>> BEGIN RECORDS FOR THE EXERCISE

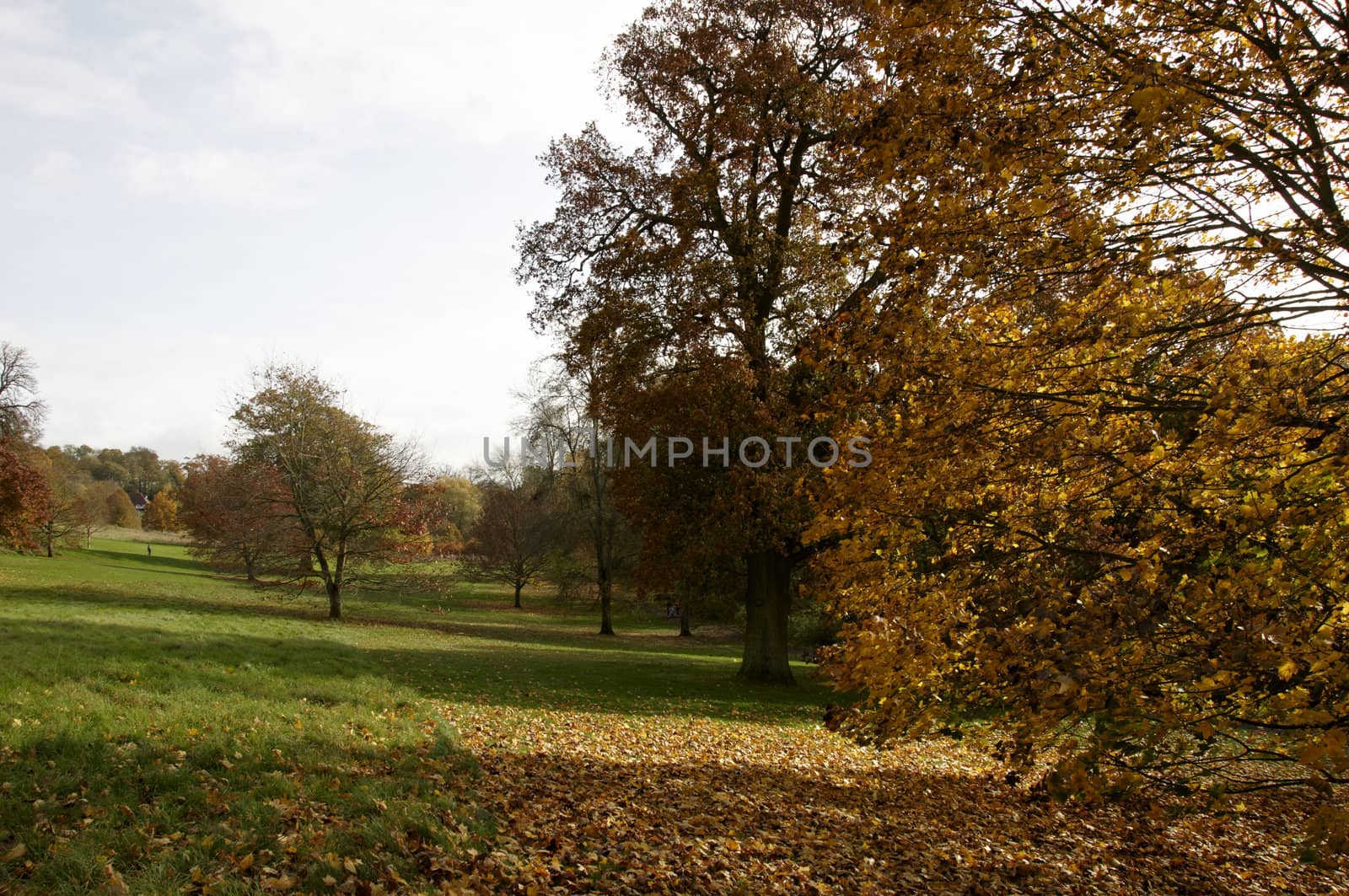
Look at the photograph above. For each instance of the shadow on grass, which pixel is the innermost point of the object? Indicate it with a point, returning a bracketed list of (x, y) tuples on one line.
[(143, 563), (524, 629), (525, 673)]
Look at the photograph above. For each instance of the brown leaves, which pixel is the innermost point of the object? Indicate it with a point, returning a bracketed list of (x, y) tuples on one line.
[(587, 802)]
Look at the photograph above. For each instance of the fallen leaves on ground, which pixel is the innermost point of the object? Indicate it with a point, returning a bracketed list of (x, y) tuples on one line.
[(591, 802)]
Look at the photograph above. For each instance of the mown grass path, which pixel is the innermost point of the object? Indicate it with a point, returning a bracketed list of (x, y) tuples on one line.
[(166, 730)]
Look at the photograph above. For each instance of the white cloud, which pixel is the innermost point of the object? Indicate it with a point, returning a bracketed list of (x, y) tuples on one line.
[(481, 72), (29, 24), (51, 87), (229, 177), (56, 166)]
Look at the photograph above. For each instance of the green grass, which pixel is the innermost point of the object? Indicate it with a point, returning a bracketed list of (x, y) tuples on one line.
[(161, 725)]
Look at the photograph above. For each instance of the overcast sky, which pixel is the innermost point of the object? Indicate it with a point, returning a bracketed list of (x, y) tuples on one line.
[(193, 188)]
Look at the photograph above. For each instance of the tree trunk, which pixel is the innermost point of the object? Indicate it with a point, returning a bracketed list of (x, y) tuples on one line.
[(334, 588), (332, 583), (768, 599), (606, 606)]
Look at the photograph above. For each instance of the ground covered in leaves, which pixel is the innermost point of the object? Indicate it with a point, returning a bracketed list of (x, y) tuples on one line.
[(593, 802)]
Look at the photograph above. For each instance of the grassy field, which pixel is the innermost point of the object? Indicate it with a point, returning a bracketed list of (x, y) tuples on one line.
[(161, 725), (168, 730)]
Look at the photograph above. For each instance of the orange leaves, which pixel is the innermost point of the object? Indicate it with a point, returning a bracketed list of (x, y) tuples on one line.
[(665, 804)]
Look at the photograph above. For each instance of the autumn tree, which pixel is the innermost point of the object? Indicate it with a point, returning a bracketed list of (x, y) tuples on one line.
[(562, 422), (429, 513), (20, 408), (519, 528), (1105, 507), (162, 512), (24, 491), (24, 487), (341, 474), (64, 514), (1220, 131), (121, 510), (238, 517), (718, 242)]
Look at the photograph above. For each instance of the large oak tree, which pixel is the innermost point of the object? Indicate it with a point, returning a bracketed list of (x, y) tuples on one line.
[(721, 243)]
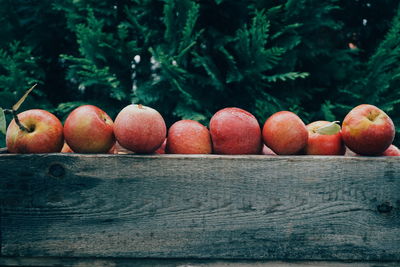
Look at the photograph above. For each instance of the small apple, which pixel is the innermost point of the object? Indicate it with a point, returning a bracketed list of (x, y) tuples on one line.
[(235, 131), (44, 135), (392, 150), (267, 151), (188, 137), (367, 130), (161, 149), (324, 138), (285, 133), (140, 129), (88, 129)]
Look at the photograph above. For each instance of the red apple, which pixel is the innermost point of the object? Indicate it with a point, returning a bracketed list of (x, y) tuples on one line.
[(188, 137), (235, 131), (367, 130), (161, 149), (285, 133), (88, 129), (322, 142), (267, 151), (140, 129), (392, 150), (44, 135)]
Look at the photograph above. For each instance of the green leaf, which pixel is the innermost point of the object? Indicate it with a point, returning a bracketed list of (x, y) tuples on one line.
[(3, 126), (330, 129), (22, 99)]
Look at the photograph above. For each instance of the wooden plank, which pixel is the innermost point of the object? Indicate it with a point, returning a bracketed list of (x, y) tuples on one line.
[(116, 262), (174, 206)]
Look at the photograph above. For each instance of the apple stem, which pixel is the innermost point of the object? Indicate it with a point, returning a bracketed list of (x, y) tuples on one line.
[(17, 121)]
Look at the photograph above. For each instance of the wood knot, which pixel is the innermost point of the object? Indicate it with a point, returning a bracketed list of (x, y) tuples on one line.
[(56, 170), (384, 207)]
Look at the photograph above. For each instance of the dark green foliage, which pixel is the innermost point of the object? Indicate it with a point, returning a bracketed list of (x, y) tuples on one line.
[(190, 58)]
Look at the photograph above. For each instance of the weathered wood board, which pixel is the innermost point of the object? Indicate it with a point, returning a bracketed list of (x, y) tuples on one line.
[(202, 207), (126, 262)]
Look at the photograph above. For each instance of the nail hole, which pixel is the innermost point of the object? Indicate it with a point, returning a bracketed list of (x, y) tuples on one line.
[(384, 207), (56, 170)]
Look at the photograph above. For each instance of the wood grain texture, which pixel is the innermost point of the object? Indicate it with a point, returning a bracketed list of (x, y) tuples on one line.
[(123, 262), (211, 207)]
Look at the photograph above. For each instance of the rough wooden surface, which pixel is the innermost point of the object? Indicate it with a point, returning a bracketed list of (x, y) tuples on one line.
[(211, 207), (115, 262)]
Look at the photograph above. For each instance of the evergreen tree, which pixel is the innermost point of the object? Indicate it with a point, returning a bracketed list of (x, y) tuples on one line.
[(190, 58)]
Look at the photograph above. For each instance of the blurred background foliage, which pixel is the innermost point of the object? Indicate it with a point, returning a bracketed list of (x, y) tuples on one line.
[(188, 59)]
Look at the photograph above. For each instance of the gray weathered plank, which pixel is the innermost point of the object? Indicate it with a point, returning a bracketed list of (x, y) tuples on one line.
[(122, 262), (174, 206)]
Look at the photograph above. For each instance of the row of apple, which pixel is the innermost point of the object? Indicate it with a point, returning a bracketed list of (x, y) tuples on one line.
[(366, 130)]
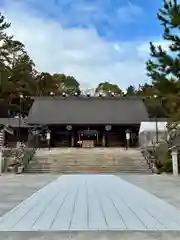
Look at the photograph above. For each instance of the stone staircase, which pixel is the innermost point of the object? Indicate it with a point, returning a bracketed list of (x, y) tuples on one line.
[(97, 160)]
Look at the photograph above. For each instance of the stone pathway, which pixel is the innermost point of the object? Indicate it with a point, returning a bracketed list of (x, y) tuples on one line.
[(91, 202)]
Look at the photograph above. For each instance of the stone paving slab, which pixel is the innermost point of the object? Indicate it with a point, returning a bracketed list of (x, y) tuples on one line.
[(16, 188), (106, 235), (91, 203)]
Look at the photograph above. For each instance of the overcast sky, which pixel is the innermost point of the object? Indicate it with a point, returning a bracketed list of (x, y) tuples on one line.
[(93, 40)]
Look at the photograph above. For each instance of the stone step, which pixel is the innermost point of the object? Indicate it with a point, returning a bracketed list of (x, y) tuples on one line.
[(88, 171), (88, 160)]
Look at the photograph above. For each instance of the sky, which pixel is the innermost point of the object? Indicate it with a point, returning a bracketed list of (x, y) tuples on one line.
[(93, 40)]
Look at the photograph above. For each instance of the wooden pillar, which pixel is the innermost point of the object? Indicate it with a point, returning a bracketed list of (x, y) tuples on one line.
[(103, 140), (72, 139)]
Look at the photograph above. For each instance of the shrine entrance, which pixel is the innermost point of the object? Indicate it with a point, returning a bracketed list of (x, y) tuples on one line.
[(88, 138)]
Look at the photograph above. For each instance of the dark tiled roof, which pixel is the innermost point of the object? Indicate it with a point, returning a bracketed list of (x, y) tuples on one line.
[(84, 110), (13, 122)]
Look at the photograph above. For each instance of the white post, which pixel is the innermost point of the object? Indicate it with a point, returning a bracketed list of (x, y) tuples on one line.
[(174, 155)]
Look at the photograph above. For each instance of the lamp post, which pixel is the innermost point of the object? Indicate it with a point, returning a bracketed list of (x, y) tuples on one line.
[(127, 138), (48, 137), (19, 119)]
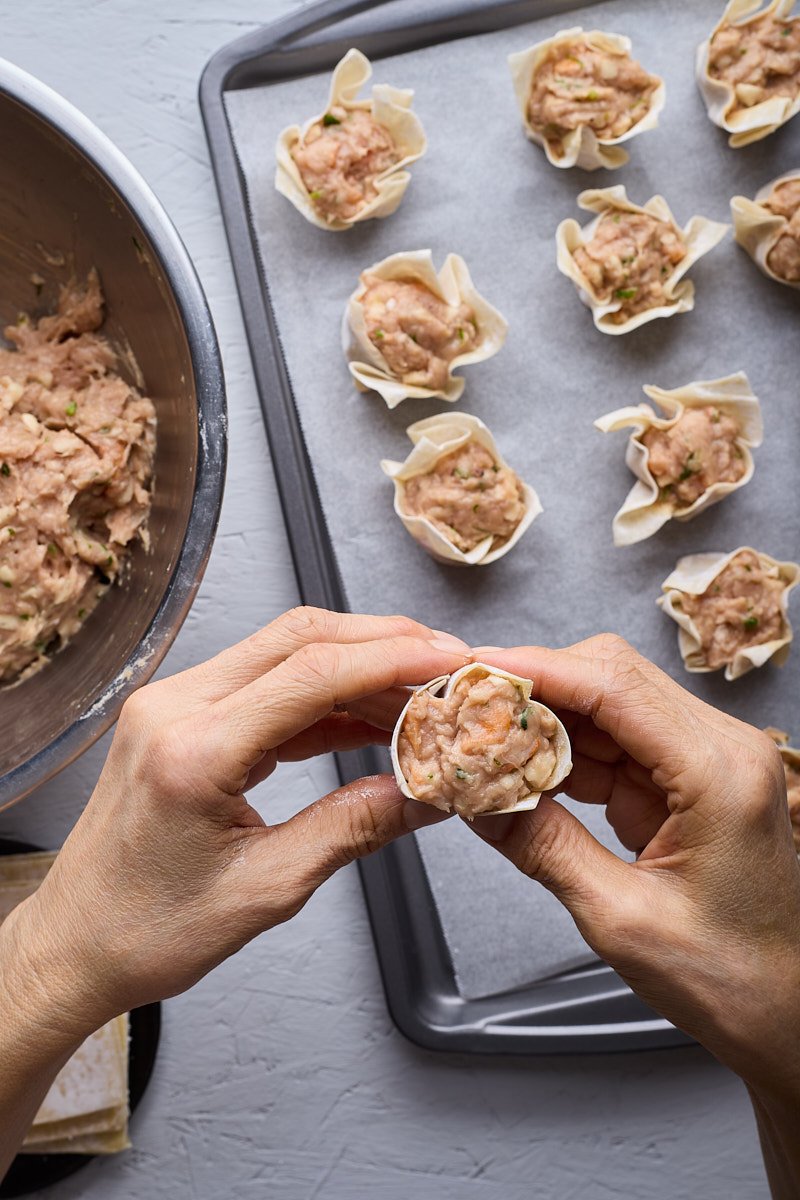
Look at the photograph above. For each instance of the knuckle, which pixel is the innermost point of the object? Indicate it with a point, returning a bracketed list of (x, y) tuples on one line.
[(316, 664), (305, 622)]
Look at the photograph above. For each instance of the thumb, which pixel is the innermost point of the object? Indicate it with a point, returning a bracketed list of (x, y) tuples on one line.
[(553, 847)]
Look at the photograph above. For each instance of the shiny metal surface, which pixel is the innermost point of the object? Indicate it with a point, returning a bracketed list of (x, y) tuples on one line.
[(70, 201)]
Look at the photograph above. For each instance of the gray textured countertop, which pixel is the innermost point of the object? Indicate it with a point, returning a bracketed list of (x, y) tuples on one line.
[(281, 1074)]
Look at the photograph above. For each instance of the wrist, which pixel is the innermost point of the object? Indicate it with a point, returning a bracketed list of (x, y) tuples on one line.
[(46, 987)]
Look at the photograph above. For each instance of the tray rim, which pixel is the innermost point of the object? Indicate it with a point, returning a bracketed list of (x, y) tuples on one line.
[(437, 1017)]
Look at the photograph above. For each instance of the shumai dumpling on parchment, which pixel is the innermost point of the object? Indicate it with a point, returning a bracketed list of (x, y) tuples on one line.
[(749, 70), (732, 610), (348, 163), (407, 328), (475, 743), (769, 228), (629, 263), (581, 95), (691, 457), (456, 495)]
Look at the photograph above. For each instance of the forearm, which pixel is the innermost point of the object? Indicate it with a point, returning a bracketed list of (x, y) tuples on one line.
[(38, 1032), (779, 1129)]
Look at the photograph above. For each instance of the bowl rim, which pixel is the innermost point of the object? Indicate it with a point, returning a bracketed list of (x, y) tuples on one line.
[(212, 427)]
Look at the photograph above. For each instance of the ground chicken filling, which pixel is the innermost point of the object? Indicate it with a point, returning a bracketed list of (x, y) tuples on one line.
[(701, 449), (579, 85), (76, 462), (630, 259), (340, 159), (468, 497), (417, 334), (783, 258), (482, 749), (762, 54), (740, 609)]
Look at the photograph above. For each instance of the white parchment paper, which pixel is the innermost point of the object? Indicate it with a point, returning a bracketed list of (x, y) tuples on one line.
[(483, 191)]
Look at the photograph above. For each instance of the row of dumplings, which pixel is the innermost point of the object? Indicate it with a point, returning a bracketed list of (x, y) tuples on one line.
[(581, 96)]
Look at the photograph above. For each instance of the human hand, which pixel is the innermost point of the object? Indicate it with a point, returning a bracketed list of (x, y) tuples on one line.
[(704, 925), (169, 870)]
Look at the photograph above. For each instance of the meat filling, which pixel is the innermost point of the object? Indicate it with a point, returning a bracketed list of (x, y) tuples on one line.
[(740, 609), (417, 334), (698, 450), (76, 461), (481, 750), (340, 159), (468, 497), (785, 256), (763, 55), (630, 258), (578, 84)]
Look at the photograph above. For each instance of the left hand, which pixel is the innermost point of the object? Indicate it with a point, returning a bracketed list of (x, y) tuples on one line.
[(169, 869)]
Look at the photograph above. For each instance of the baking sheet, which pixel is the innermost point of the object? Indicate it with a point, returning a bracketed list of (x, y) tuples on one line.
[(487, 193)]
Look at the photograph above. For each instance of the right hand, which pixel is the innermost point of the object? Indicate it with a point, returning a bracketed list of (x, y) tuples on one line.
[(705, 924)]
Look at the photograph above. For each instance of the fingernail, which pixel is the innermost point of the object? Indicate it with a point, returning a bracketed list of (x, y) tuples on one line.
[(449, 643), (494, 828), (417, 815)]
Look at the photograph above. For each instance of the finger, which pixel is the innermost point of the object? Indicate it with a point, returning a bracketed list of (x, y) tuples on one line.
[(292, 859), (238, 731), (382, 709), (645, 712), (553, 847), (334, 733), (264, 649)]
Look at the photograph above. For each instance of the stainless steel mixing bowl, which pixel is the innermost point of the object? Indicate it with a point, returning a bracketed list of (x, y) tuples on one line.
[(70, 201)]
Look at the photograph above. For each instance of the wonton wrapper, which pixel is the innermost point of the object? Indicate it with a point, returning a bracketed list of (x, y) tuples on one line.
[(390, 107), (757, 228), (433, 439), (452, 285), (758, 120), (444, 687), (692, 576), (643, 513), (582, 147), (699, 235)]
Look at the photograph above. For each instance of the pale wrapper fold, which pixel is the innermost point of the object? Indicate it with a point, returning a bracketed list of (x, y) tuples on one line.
[(453, 285), (644, 511), (582, 147), (699, 234), (444, 687), (390, 107), (433, 439), (757, 228), (750, 121), (692, 576)]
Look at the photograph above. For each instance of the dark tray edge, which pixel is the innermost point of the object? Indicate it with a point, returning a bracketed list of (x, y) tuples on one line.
[(416, 971)]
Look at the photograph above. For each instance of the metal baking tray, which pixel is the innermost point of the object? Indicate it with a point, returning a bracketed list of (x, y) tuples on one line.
[(588, 1009)]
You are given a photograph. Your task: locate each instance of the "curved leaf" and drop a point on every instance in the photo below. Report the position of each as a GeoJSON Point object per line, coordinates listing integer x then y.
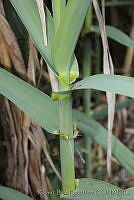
{"type": "Point", "coordinates": [44, 111]}
{"type": "Point", "coordinates": [119, 3]}
{"type": "Point", "coordinates": [92, 189]}
{"type": "Point", "coordinates": [28, 13]}
{"type": "Point", "coordinates": [116, 35]}
{"type": "Point", "coordinates": [35, 103]}
{"type": "Point", "coordinates": [98, 133]}
{"type": "Point", "coordinates": [109, 83]}
{"type": "Point", "coordinates": [10, 194]}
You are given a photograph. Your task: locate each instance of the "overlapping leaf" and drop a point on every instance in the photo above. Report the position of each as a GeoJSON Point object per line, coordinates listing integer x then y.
{"type": "Point", "coordinates": [91, 189]}
{"type": "Point", "coordinates": [116, 35]}
{"type": "Point", "coordinates": [44, 111]}
{"type": "Point", "coordinates": [10, 194]}
{"type": "Point", "coordinates": [28, 13]}
{"type": "Point", "coordinates": [67, 34]}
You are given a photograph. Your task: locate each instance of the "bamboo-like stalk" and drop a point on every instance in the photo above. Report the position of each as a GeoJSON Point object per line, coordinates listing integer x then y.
{"type": "Point", "coordinates": [58, 7]}
{"type": "Point", "coordinates": [67, 145]}
{"type": "Point", "coordinates": [66, 126]}
{"type": "Point", "coordinates": [86, 105]}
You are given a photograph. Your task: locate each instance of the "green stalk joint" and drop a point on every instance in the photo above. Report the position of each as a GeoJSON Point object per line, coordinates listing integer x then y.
{"type": "Point", "coordinates": [65, 136]}
{"type": "Point", "coordinates": [75, 130]}
{"type": "Point", "coordinates": [57, 96]}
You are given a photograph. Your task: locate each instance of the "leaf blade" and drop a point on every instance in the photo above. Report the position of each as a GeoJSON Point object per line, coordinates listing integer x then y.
{"type": "Point", "coordinates": [117, 35]}
{"type": "Point", "coordinates": [28, 13]}
{"type": "Point", "coordinates": [10, 194]}
{"type": "Point", "coordinates": [71, 23]}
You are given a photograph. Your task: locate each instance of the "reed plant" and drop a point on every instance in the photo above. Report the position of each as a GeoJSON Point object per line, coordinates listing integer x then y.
{"type": "Point", "coordinates": [56, 43]}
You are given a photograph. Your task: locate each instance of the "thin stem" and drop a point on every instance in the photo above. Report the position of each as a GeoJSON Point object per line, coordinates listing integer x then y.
{"type": "Point", "coordinates": [58, 7]}
{"type": "Point", "coordinates": [86, 105]}
{"type": "Point", "coordinates": [67, 145]}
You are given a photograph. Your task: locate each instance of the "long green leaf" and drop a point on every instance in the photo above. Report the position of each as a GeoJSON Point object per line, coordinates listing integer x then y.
{"type": "Point", "coordinates": [91, 189]}
{"type": "Point", "coordinates": [119, 3]}
{"type": "Point", "coordinates": [98, 133]}
{"type": "Point", "coordinates": [118, 106]}
{"type": "Point", "coordinates": [44, 111]}
{"type": "Point", "coordinates": [67, 34]}
{"type": "Point", "coordinates": [36, 104]}
{"type": "Point", "coordinates": [111, 83]}
{"type": "Point", "coordinates": [28, 13]}
{"type": "Point", "coordinates": [10, 194]}
{"type": "Point", "coordinates": [116, 35]}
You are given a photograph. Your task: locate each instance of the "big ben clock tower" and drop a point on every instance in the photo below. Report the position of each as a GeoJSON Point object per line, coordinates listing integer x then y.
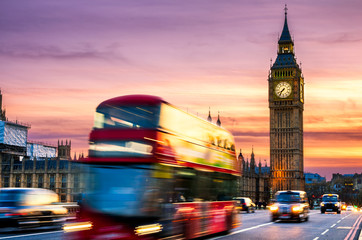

>> END RECORDS FOR THE EXERCISE

| WHAT YOU WILL DO |
Write out the part of the lines that opens at the very start and closes with the line containing "[(161, 725)]", substituting "centermost" for "innermost" wherever it occurs and leaving everything else as it is. Omit the pictures from your answer.

| PROBLEM SOLUTION |
Look at the photograph above. For each instance of the shadow on grass, which pixel is the centermost point of the object? Indicate it with a point, returning a bracketed list of (x, y) tuples on one line.
[(143, 563), (524, 629), (525, 673)]
Look at the photograph above. For each instance of the brown leaves, which pixel is the centermost point of the object? Indicate it with a point, returning a bracketed list of (x, y) tuples on one line.
[(587, 802)]
Look at the photograph above. For each instance of the fallen leaves on ground, which pixel is the centermost point of the object? Indicate it with a point, returning a bracketed list of (x, y) tuples on one line.
[(591, 802)]
Look at the photograph above. For each instance of the mown grass path, which pixel is the centermost point of the object? Indicate it with a point, returning a bracketed list of (x, y) tuples on one line.
[(166, 730)]
Look at the photograph above. For each instance of the white cloud, which pixel is the centermost point of the object? Indicate it with a point, returning a bracketed list of (x, y) tuples on one line.
[(481, 72), (29, 24), (51, 87), (229, 177), (56, 166)]
Look at the photograph above. For each instance of the green grass, which pixel is the centermost point of the object? Indicate it with a point, returning a bracketed list of (x, y) tuples on one line.
[(161, 725)]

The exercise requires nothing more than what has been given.